TEXT SEGMENT:

# # #

Bryan Brown makes a welcome return to the theatre in the Sydney Theatre Company's current revival of David Williamson's TRAVELLING NORTH
Bryan Brown makes a welcome return to mainstream theatre as Frank in the Sydney Theatre Company’s current revival of David Williamson’s TRAVELLING NORTH

David Williamson’s play TRAVELLING  NORTH is now 35 years old. Many people will know this piece from the film adaptation which starred the late Leo McKern as the larrakin, left wing, classical music loving Aussie, Frank.  For the current Sydney Theatre Company revival, directed by STC’s Artistic Director Andrew Upton , Bryan Brown is well cast in the role.

Playing opposite Brown is  Alison Whyte  as Francis. What a fine performance she puts in, especially considering how she came in late in the rehearsal period after Greta Scacchi pulled out due to a back injury. She is a warm, confident performer and came across as being well suited to the role of this good natured, warm hearted woman.

# # #

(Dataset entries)

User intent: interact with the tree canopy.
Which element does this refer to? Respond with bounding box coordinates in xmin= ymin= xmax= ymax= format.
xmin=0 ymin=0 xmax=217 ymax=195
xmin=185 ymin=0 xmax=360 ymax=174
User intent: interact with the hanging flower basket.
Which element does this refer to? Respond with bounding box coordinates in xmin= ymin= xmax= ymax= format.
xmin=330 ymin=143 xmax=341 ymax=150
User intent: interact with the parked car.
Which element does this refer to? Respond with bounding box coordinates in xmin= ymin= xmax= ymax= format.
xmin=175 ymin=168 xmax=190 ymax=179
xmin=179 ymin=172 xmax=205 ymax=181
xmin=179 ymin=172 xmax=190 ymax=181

# # #

TASKS FOR THIS EXERCISE:
A. According to the review of Travelling North, why did Alison Whyte join late in the rehearsal period?
B. Quote the review of Travelling North from "David Williamson’s play" up to and including "warm hearted woman.".

RESULTS IN ORDER:
A. She replaced Greta Scacchi, who pulled out because of a back injury.

B.
David Williamson’s play TRAVELLING  NORTH is now 35 years old. Many people will know this piece from the film adaptation which starred the late Leo McKern as the larrakin, left wing, classical music loving Aussie, Frank.  For the current Sydney Theatre Company revival, directed by STC’s Artistic Director Andrew Upton , Bryan Brown is well cast in the role.

Playing opposite Brown is  Alison Whyte  as Francis. What a fine performance she puts in, especially considering how she came in late in the rehearsal period after Greta Scacchi pulled out due to a back injury. She is a warm, confident performer and came across as being well suited to the role of this good natured, warm hearted woman.